*STATED PROBLEM*. Rewrite the lines below as a numbered list, omitting any blank lines.

(begin)

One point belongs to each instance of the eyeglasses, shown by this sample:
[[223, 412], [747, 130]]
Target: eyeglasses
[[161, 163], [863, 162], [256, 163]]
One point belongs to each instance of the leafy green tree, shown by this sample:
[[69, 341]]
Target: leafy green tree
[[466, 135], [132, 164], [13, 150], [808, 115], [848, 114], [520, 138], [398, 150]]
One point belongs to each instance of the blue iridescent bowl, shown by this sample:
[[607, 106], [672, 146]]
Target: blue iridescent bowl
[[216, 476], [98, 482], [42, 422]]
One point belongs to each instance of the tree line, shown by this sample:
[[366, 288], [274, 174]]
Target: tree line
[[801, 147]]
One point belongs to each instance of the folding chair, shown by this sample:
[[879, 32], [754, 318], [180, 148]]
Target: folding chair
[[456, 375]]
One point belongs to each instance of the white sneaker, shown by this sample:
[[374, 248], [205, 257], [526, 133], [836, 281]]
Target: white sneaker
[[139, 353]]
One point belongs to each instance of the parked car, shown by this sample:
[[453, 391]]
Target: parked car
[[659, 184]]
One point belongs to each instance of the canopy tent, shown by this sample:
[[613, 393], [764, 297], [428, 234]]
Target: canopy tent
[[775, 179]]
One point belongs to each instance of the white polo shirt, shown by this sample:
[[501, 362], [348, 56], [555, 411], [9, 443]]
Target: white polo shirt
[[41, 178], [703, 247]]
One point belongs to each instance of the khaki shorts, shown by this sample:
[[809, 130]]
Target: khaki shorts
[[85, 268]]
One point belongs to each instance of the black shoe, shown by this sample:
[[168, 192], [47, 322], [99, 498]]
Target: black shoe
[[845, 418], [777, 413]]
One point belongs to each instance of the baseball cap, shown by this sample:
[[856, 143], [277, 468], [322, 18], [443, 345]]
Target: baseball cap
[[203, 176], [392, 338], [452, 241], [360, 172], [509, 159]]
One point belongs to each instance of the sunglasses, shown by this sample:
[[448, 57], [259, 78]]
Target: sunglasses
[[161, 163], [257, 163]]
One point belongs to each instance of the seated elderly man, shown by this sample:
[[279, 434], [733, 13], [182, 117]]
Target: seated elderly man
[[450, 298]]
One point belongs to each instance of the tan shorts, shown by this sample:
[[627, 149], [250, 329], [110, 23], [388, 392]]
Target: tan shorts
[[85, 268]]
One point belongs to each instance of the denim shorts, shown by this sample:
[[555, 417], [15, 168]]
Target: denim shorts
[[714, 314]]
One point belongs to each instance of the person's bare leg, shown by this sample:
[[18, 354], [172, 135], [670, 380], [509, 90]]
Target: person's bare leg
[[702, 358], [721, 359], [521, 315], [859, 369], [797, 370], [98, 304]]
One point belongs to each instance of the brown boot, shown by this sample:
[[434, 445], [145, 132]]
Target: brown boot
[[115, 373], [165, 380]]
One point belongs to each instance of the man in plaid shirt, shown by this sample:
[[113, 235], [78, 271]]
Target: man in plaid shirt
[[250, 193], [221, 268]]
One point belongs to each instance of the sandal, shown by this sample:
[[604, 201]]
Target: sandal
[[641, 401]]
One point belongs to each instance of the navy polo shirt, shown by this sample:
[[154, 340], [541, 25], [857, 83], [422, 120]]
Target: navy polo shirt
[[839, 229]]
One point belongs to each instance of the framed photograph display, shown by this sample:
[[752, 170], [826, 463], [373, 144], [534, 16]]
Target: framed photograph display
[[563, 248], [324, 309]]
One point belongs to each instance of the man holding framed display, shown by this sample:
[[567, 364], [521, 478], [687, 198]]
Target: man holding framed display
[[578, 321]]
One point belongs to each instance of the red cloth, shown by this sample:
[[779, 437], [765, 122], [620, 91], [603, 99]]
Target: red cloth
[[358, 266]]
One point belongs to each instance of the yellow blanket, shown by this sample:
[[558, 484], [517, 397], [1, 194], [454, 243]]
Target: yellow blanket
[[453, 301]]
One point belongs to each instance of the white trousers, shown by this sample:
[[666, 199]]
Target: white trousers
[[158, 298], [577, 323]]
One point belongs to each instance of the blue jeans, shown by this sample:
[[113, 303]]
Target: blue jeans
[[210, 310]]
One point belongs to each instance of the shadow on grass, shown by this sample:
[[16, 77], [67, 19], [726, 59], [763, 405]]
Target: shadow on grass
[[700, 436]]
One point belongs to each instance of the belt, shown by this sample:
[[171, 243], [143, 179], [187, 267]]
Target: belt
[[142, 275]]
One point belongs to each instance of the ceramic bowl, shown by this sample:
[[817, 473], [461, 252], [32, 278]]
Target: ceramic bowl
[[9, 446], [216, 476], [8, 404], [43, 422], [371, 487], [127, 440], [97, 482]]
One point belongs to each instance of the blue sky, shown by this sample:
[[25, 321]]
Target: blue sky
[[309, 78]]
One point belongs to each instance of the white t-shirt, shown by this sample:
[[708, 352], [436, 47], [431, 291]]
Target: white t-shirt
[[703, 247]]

(end)

*EXPECTED OUTPUT*.
1. One point belongs to each instance of the eyeglasses, shown by this sample:
2. [[223, 412], [747, 130]]
3. Target: eyeglasses
4. [[161, 163], [863, 162], [256, 163]]
5. One point belongs to each instance of the leafy green tree, shown by this sample:
6. [[69, 341]]
7. Target: leafy green tree
8. [[466, 135], [132, 164], [13, 150], [808, 115], [848, 114], [520, 138], [398, 150]]
9. One point belongs to each instance of the blue iridescent bowl, shown by this sample:
10. [[607, 106], [672, 146]]
11. Target: blue iridescent bowl
12. [[216, 476], [98, 482], [42, 422]]
13. One point belongs to each instance of the tree line, shown by this sample:
14. [[366, 288], [274, 174]]
15. Target: tree line
16. [[801, 147]]
17. One point belongs to each instance of the folding chair, shown by this sample:
18. [[879, 32], [754, 318], [180, 148]]
19. Target: folding chair
20. [[456, 375]]
21. One point belongs to each instance of the white sneaker, shown by this sample:
22. [[374, 248], [205, 257], [526, 133], [836, 281]]
23. Target: white sneaker
24. [[139, 353]]
25. One point belongs to each instance of the parked car, shown by this sample:
26. [[453, 391]]
27. Target: parked car
28. [[659, 184]]
29. One point belongs to each instance of the canopy tent, shown by this sample:
30. [[613, 393], [764, 297], [428, 234]]
31. Target: canopy tent
32. [[775, 179]]
33. One point belongs to each instance of the white polo shirt, shown by this sample:
34. [[501, 362], [348, 56], [555, 411], [9, 443]]
35. Target: white polo shirt
36. [[41, 178], [703, 247]]
37. One point belongs to each instance of the khaki shorts, shown by this sample:
38. [[809, 130]]
39. Target: khaki shorts
40. [[85, 268]]
41. One point belongs to each instance of the black shoe, shown by this sample:
42. [[168, 192], [47, 322], [99, 498]]
43. Target: black shoe
44. [[845, 418], [777, 413]]
45. One point belongs to each instance of the baseball cap, shown by this sample:
46. [[856, 143], [277, 468], [322, 18], [443, 345]]
47. Target: baseball cap
48. [[203, 176], [392, 338], [452, 241], [360, 172], [509, 159]]
49. One point belongs to each instance of the sunglasses, shown by this sample:
50. [[448, 57], [259, 78]]
51. Target: sunglasses
52. [[161, 163], [257, 163]]
53. One point belongs to each instance of the seated elderly man, shown by this sample:
54. [[279, 434], [733, 13], [182, 117]]
55. Target: seated elderly man
56. [[450, 298]]
57. One point belongs to each instance of the tan shorts, shown by this sample:
58. [[627, 149], [250, 329], [110, 23], [388, 392]]
59. Target: tan shorts
60. [[85, 268]]
61. One point belongs to each instance of the denim shorts, shown by this sample:
62. [[555, 417], [15, 168]]
63. Target: denim shorts
64. [[714, 314]]
65. One point belongs to each instance of the person's bare leg, shown by this sample:
66. [[18, 354], [172, 135], [670, 380], [509, 90]]
67. Target: person's bare leg
68. [[702, 358], [721, 359], [521, 315], [859, 369], [797, 370], [98, 304]]
69. One point belongs to each instance of the brown boot, shown by this sample:
70. [[434, 445], [145, 132]]
71. Target: brown boot
72. [[115, 373], [165, 380]]
73. One point belongs to each instance of the man in plaid shirt, shown by this sample:
74. [[113, 235], [78, 271]]
75. Target: man in plaid shirt
76. [[250, 193], [221, 268]]
77. One point belongs to each instance of the sandal, shown by this sample:
78. [[604, 201]]
79. Target: sandal
80. [[641, 401]]
81. One point belongs to each instance of the navy polo shirt, shown by this sample:
82. [[154, 340], [541, 25], [857, 83], [422, 120]]
83. Target: navy polo shirt
84. [[839, 229]]
85. One point belongs to each instance of the framed photograph display, shown by this sample:
86. [[752, 170], [826, 463], [373, 144], [534, 16]]
87. Target: framed photograph display
88. [[563, 248], [324, 309]]
89. One point belongs to each instance of the man holding framed display, shown by this sample:
90. [[567, 364], [521, 478], [687, 198]]
91. Target: man holding framed display
92. [[578, 321]]
93. One point belongs to each instance of the red cloth, shown by this sample:
94. [[779, 437], [765, 122], [620, 91], [603, 99]]
95. Target: red cloth
96. [[358, 266]]
97. One point belongs to each instance of the yellow blanket, shown by this sample:
98. [[558, 484], [517, 397], [1, 194], [454, 243]]
99. Target: yellow blanket
100. [[453, 301]]
101. One point belongs to each instance of the white trousers, shown by this sample:
102. [[666, 199]]
103. Target: white trousers
104. [[158, 298], [577, 323]]
105. One point belongs to each instance of the blue jeans, shown by this sample:
106. [[113, 303]]
107. Target: blue jeans
108. [[210, 310]]
109. One point belongs to each instance of the shadow on grass, shown by this sample:
110. [[16, 77], [67, 19], [726, 59], [763, 405]]
111. Target: shadow on grass
112. [[700, 436]]
113. One point belongs to each instance of the belt, shown by this sample:
114. [[171, 243], [143, 179], [187, 267]]
115. Target: belt
116. [[142, 275]]
117. One point belongs to each instance of the ceramic bowl, shown by this sample:
118. [[817, 473], [461, 252], [32, 278]]
119. Target: ceramic bowl
120. [[9, 446], [216, 476], [8, 404], [43, 422], [371, 487], [127, 440], [97, 482]]
121. One point belongs to each instance of the blue sky, shown by this sample:
122. [[25, 321]]
123. Target: blue sky
124. [[309, 78]]
125. One point belongs to each instance of the white t-shirt, shown by this sample:
126. [[708, 352], [436, 47], [431, 291]]
127. Target: white t-shirt
128. [[703, 247]]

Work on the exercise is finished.